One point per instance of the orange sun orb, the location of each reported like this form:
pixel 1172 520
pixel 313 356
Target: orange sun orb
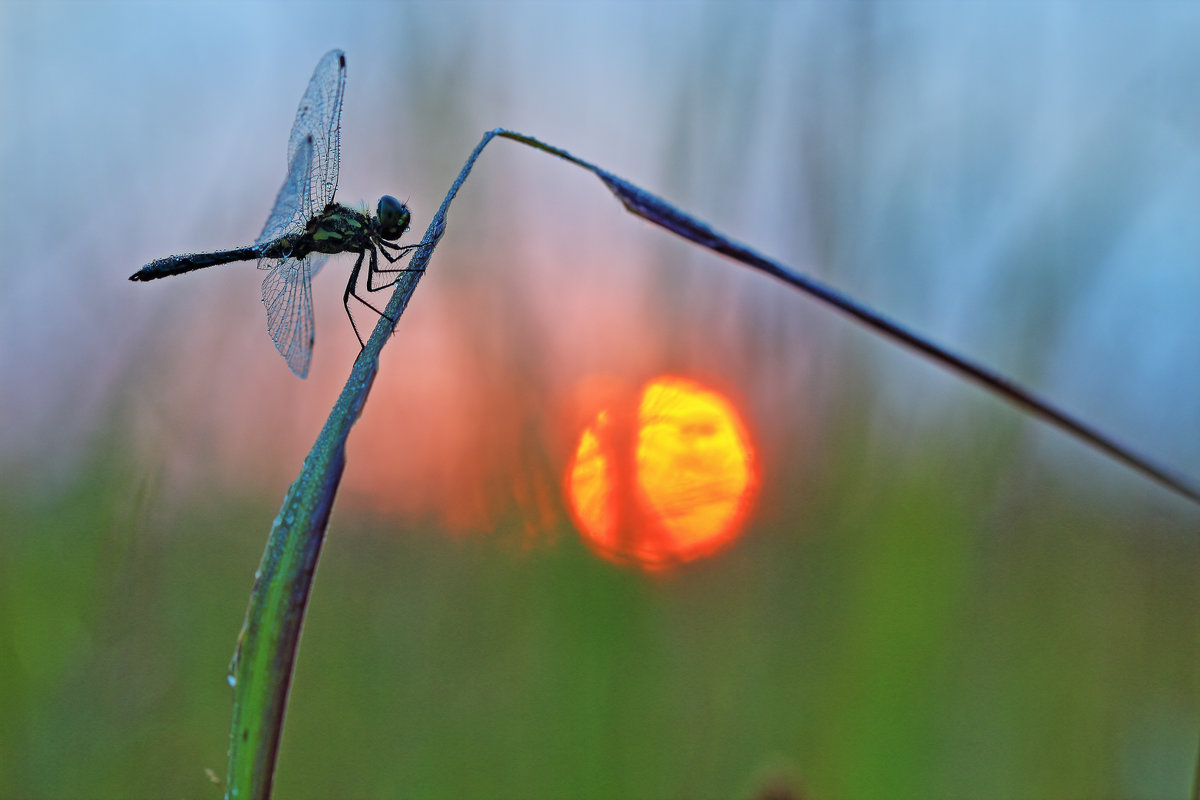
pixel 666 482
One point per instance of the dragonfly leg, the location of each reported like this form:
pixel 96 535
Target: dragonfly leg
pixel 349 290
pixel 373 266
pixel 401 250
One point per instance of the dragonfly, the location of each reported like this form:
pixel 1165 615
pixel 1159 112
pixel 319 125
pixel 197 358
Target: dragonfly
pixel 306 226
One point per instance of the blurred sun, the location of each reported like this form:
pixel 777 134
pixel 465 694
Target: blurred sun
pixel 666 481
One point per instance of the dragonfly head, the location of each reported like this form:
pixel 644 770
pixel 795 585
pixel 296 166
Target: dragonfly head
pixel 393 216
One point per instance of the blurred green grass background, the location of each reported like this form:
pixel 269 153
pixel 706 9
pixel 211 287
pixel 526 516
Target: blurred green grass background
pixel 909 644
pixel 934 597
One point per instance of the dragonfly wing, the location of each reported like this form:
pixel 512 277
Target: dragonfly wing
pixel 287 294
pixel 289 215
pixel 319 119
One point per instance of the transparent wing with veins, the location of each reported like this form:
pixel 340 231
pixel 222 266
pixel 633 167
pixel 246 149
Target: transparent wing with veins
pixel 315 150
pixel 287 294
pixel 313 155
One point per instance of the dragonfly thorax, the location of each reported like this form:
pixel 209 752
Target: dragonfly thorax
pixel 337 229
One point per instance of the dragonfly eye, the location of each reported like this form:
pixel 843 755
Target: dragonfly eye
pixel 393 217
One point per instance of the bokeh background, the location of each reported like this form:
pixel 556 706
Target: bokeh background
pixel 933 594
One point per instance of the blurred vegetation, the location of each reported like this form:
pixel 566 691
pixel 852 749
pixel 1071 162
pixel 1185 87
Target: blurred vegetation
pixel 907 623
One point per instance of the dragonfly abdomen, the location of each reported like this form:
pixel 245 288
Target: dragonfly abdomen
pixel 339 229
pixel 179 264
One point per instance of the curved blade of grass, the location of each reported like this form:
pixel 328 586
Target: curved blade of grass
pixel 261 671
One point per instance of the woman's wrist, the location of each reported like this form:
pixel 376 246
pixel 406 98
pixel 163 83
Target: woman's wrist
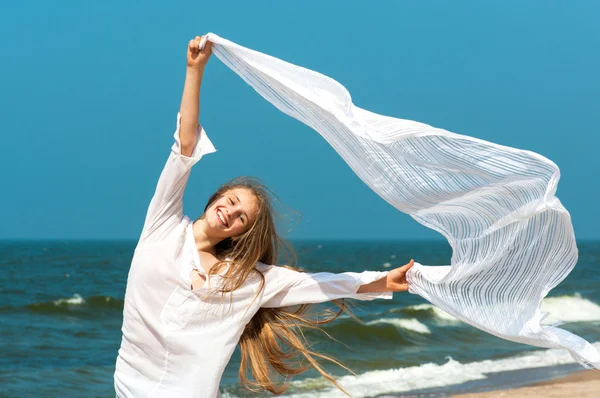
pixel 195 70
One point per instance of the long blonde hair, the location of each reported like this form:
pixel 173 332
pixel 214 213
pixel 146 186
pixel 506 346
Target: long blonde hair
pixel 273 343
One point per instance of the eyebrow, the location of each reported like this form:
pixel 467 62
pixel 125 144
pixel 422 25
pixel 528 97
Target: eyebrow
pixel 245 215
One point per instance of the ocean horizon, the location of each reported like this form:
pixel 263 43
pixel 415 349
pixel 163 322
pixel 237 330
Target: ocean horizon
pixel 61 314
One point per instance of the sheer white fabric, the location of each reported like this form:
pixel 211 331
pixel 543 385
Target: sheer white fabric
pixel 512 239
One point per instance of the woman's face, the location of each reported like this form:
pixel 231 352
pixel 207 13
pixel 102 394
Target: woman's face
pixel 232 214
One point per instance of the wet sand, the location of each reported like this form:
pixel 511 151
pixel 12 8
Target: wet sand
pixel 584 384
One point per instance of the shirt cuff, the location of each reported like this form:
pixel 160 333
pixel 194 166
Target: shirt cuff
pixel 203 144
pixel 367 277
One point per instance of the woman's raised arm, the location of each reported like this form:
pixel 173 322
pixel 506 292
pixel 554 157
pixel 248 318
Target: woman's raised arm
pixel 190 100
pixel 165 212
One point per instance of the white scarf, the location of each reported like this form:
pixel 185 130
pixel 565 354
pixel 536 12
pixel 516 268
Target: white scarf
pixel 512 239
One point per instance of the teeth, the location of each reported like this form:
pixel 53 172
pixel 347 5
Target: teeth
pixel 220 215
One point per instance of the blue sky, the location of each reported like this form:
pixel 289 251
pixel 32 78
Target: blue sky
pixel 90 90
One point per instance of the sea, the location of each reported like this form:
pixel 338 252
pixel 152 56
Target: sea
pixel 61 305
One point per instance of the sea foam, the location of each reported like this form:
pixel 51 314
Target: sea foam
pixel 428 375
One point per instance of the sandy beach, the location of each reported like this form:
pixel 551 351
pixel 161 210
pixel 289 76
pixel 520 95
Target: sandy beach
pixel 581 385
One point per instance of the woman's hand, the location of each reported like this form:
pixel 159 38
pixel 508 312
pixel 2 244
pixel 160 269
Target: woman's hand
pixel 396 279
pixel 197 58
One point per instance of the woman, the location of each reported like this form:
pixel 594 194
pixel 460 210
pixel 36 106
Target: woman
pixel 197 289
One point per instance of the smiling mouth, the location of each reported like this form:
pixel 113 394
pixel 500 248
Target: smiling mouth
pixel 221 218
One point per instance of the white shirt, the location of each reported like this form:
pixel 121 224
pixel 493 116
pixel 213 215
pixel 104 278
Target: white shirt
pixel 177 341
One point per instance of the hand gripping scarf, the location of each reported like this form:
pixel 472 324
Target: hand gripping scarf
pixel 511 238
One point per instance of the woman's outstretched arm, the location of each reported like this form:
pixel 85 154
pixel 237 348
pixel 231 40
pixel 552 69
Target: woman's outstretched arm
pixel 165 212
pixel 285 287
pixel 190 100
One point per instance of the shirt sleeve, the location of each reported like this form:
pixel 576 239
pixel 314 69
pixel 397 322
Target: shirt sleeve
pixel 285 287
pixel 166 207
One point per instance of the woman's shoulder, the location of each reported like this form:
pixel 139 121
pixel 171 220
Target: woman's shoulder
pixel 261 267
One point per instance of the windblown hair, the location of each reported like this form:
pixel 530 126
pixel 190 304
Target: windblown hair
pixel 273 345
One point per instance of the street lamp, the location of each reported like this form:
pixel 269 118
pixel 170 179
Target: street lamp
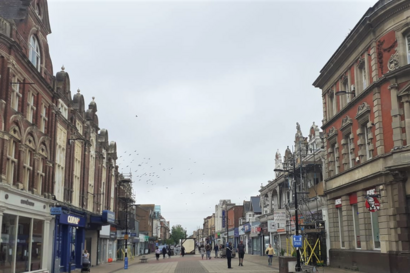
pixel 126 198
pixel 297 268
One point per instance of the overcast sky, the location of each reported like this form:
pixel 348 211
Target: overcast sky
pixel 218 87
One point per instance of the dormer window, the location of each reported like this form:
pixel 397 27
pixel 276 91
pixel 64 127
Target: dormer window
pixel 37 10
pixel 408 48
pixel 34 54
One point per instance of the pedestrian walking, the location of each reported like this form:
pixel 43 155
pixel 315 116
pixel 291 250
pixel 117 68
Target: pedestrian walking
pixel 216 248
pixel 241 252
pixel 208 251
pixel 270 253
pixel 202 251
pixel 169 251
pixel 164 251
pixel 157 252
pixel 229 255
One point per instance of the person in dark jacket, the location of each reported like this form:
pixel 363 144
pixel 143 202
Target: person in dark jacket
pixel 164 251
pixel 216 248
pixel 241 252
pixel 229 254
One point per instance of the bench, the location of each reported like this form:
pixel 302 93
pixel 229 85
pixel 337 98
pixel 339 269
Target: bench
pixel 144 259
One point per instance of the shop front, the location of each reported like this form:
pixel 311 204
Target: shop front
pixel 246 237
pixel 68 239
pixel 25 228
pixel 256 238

....

Task details » Repeat the full listing above without altering a word, and skip the pictures.

Result of this exercise »
One point per instance of the orange sun orb, the location of each reported like this form:
pixel 1172 520
pixel 313 356
Target: orange sun orb
pixel 666 482
One point per instance of the dragonfly leg, the location of each reported like this form:
pixel 96 535
Target: dragonfly leg
pixel 349 290
pixel 373 266
pixel 401 250
One point per instance of the dragonfly, the location of each reported like this form:
pixel 1165 615
pixel 1159 112
pixel 319 125
pixel 197 358
Target: dragonfly
pixel 306 226
One point per instance of the blurred sun, the location of each reported like this form:
pixel 777 134
pixel 465 694
Target: blurred sun
pixel 666 481
One point per instance of the dragonfly head, the location of each reported like this form:
pixel 644 770
pixel 795 585
pixel 296 166
Target: dragonfly head
pixel 393 216
One point per instance of the blurred green grass background, the location of each reported like this form:
pixel 269 153
pixel 706 9
pixel 211 287
pixel 526 516
Target: blurred green grass background
pixel 909 644
pixel 934 597
One point per instance of the dragonfly wing, the location of each reported like this form:
pixel 512 277
Target: dragonfly wing
pixel 287 294
pixel 289 215
pixel 319 119
One point per instance of the transparent wing with veins, the location of each reported like this form:
pixel 340 231
pixel 222 266
pixel 633 167
pixel 246 149
Target: transparent wing with veins
pixel 315 150
pixel 287 294
pixel 313 155
One point per instance of the dragonfly thorax, the location of each reported like this form:
pixel 209 752
Target: dragonfly thorax
pixel 337 229
One point per instance of the dragonfly eye, the location of each reported like this form:
pixel 843 755
Target: dragonfly eye
pixel 393 217
One point per instance of the bokeh background, the location of each reported like this form:
pixel 556 706
Target: bokeh background
pixel 933 594
One point per instance of the blurred vegetation, the location of each reported like this form:
pixel 566 691
pixel 852 749
pixel 1071 162
pixel 1185 87
Target: blurred vegetation
pixel 907 623
One point per instance of the dragonfly abdomen, the location of each reported like this form:
pixel 245 288
Target: dragonfly abdomen
pixel 339 229
pixel 179 264
One point per instance of the curved blade of grass, the location of each reported like this form:
pixel 328 586
Target: curved blade of grass
pixel 261 671
One point per instance of the woman's wrist, the location of each reported like this form:
pixel 376 246
pixel 406 98
pixel 163 83
Target: woman's wrist
pixel 195 70
One point per instance of the long blonde hair, the location of each reported like this form:
pixel 173 332
pixel 214 213
pixel 146 186
pixel 506 346
Target: long blonde hair
pixel 273 343
One point per instance of the eyebrow, the location of each reported like this form:
pixel 467 62
pixel 125 144
pixel 422 25
pixel 528 97
Target: eyebrow
pixel 245 215
One point per instance of the ocean horizon, the location of each reported like this form:
pixel 263 43
pixel 415 349
pixel 163 322
pixel 237 330
Target: ocean horizon
pixel 61 314
One point per instance of the sheer white fabric, the location of each reported like this form:
pixel 211 331
pixel 543 385
Target: sheer white fabric
pixel 512 239
One point per instance of the woman's face, the location of each reported like this form:
pixel 231 352
pixel 207 13
pixel 102 394
Target: woman's face
pixel 232 214
One point per instance of the wet sand, the location of each reported like this form:
pixel 511 151
pixel 12 8
Target: wet sand
pixel 584 384
One point per instance of the shirt cuff, the location of each reported like this form:
pixel 160 333
pixel 194 166
Target: shirt cuff
pixel 203 144
pixel 367 277
One point per instance of the woman's raised arm, the location of each reported like this form:
pixel 173 322
pixel 506 292
pixel 554 157
pixel 248 318
Target: woman's raised arm
pixel 190 100
pixel 165 212
One point per instance of the white scarf, the location of each reported like this form:
pixel 185 130
pixel 565 354
pixel 536 12
pixel 516 268
Target: white scarf
pixel 512 239
One point per instance of the teeth, the location of each reported like this form:
pixel 53 172
pixel 347 5
Target: teeth
pixel 220 215
One point per instance of the blue sky, the location of each reported like this form:
pixel 289 251
pixel 32 78
Target: blue sky
pixel 90 90
One point per instance of the sea, the location of each reported like this form:
pixel 338 252
pixel 152 56
Target: sea
pixel 61 305
One point per instance of the sea foam, the location of each reported like this form:
pixel 51 314
Target: sea foam
pixel 428 375
One point per instance of the sandy beach, the location of each reported like this form:
pixel 551 351
pixel 161 210
pixel 289 76
pixel 520 95
Target: sandy beach
pixel 581 385
One point per instance of the woman's hand, the location of each reported like this form:
pixel 159 38
pixel 508 312
pixel 2 244
pixel 160 269
Target: woman's hand
pixel 396 279
pixel 197 58
One point per instance of the woman, the location of each reported like this form:
pixel 594 194
pixel 460 210
pixel 36 106
Target: woman
pixel 197 289
One point per instance of the smiling mouth, the location of each reported like this form:
pixel 113 394
pixel 500 248
Target: smiling mouth
pixel 221 218
One point per instance of the white shirt, the location of each reported like this form:
pixel 121 224
pixel 493 116
pixel 213 215
pixel 104 278
Target: white shirt
pixel 177 341
One point per instance of the hand gripping scarf, the location of each reported like this form:
pixel 472 324
Target: hand gripping scarf
pixel 511 238
One point per instance of the woman's outstretched arm, the location of each reported like this form:
pixel 85 154
pixel 237 348
pixel 231 40
pixel 552 69
Target: woman's outstretched arm
pixel 165 212
pixel 285 287
pixel 190 100
One point per instance of the shirt sleeve, the location of each reported like this form:
pixel 576 239
pixel 314 69
pixel 397 322
Target: shirt sleeve
pixel 285 287
pixel 166 207
One point per instance of the woman's shoulder, the location of each reported like this form:
pixel 139 121
pixel 171 220
Target: woman's shoulder
pixel 261 267
One point per instance of the windblown hair, the location of each reported like this form:
pixel 530 126
pixel 190 304
Target: windblown hair
pixel 273 345
One point per instance of the street lamp, the location of each reported like this form:
pixel 269 118
pixel 170 179
Target: street lamp
pixel 126 198
pixel 297 268
One point per instance of the overcast sky, the location of each reported like this form:
pixel 348 211
Target: overcast sky
pixel 218 87
One point per instance of the dormer window, the location of each reported like this form:
pixel 397 27
pixel 276 91
pixel 64 127
Target: dormer window
pixel 37 10
pixel 408 48
pixel 34 54
One point per instance of the pedestrian walking, the location of each reported like this form:
pixel 43 155
pixel 315 116
pixel 291 250
pixel 117 68
Target: pedestrian walking
pixel 216 248
pixel 241 252
pixel 208 251
pixel 270 253
pixel 202 251
pixel 169 251
pixel 164 251
pixel 157 252
pixel 229 255
One point per instance of the person in dark jacket, the location of each reported like this form:
pixel 363 144
pixel 143 202
Target: person in dark jacket
pixel 164 251
pixel 216 248
pixel 241 252
pixel 229 254
One point per instance of the bench, the location of each reported like this form:
pixel 302 93
pixel 229 85
pixel 337 98
pixel 339 269
Target: bench
pixel 144 259
One point per instance of the shop front, the location of each reported like this form:
pixel 311 204
Target: shop front
pixel 246 237
pixel 68 239
pixel 25 228
pixel 256 238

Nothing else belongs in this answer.